* **Task details**:
Write out, precisely and in full, each line of the material.

* **Available records**:
----
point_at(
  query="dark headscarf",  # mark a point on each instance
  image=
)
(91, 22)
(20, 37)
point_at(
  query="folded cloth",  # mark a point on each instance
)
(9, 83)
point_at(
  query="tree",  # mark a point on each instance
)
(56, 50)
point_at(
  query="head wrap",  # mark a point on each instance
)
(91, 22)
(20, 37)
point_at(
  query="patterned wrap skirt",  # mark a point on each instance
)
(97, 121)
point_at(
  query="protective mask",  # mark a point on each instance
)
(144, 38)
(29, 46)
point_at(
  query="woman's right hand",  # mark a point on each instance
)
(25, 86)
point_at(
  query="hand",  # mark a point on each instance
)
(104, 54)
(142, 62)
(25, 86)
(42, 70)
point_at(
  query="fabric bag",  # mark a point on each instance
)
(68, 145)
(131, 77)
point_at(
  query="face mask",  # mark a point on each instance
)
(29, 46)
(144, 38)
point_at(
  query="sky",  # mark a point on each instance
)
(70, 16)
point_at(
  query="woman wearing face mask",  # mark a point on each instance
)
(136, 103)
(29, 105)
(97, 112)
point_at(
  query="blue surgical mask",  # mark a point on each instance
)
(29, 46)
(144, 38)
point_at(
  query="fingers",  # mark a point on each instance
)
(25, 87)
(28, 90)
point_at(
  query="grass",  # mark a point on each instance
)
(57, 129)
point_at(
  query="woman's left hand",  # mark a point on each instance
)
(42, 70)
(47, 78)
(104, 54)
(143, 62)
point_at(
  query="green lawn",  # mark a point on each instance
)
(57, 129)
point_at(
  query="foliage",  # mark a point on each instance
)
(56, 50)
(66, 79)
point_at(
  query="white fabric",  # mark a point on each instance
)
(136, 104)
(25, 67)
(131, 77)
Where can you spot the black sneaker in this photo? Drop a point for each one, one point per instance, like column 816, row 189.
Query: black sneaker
----
* **Exercise response**:
point_at(
  query="dark headscarf",  # mark a point on each instance
  image=
)
(91, 22)
(20, 37)
point_at(
  query="folded cloth",  # mark a point on each instance
)
(9, 83)
point_at(
  query="tree",  # mark a point on each instance
)
(56, 50)
point_at(
  query="head wrap",  # mark a point on each instance
)
(91, 22)
(20, 37)
point_at(
  query="patterned wrap skirt",  # mark a point on each instance
)
(97, 121)
point_at(
  query="protective mask",  # mark a point on each instance
)
(144, 38)
(29, 46)
point_at(
  query="woman's right hand",  # mark a point on each instance
)
(25, 86)
point_at(
  query="hand",  # mark a point on each instance
)
(104, 54)
(142, 62)
(25, 86)
(42, 70)
point_at(
  query="fabric bag",  # mark a point on each instance
)
(68, 145)
(131, 77)
point_at(
  query="face mask",  # mark a point on each instance
)
(29, 46)
(144, 38)
point_at(
  query="sky",  # mark a point on each instance
)
(70, 16)
point_at(
  query="woman wearing face mask",  # mark a point on each instance
)
(136, 103)
(29, 105)
(97, 112)
point_at(
  query="blue surgical mask",  # mark a point on each instance
)
(29, 46)
(144, 38)
point_at(
  query="fingers",  # mark a point on each instance
)
(25, 87)
(28, 90)
point_at(
  query="grass",  # mark a point on each instance
)
(57, 129)
point_at(
  query="woman's left hand",  # mark a point on each instance
)
(42, 70)
(47, 78)
(104, 54)
(143, 62)
point_at(
  query="green lawn",  # mark a point on each instance
)
(57, 129)
point_at(
  query="foliage",  # mark a point on each instance
)
(56, 50)
(66, 79)
point_at(
  query="white fabric",  # mark a point on each instance
)
(136, 104)
(25, 67)
(131, 77)
Where can you spot the black sneaker in this photo? Drop a point for each one, one point per instance, like column 816, row 189.
Query: black sneaker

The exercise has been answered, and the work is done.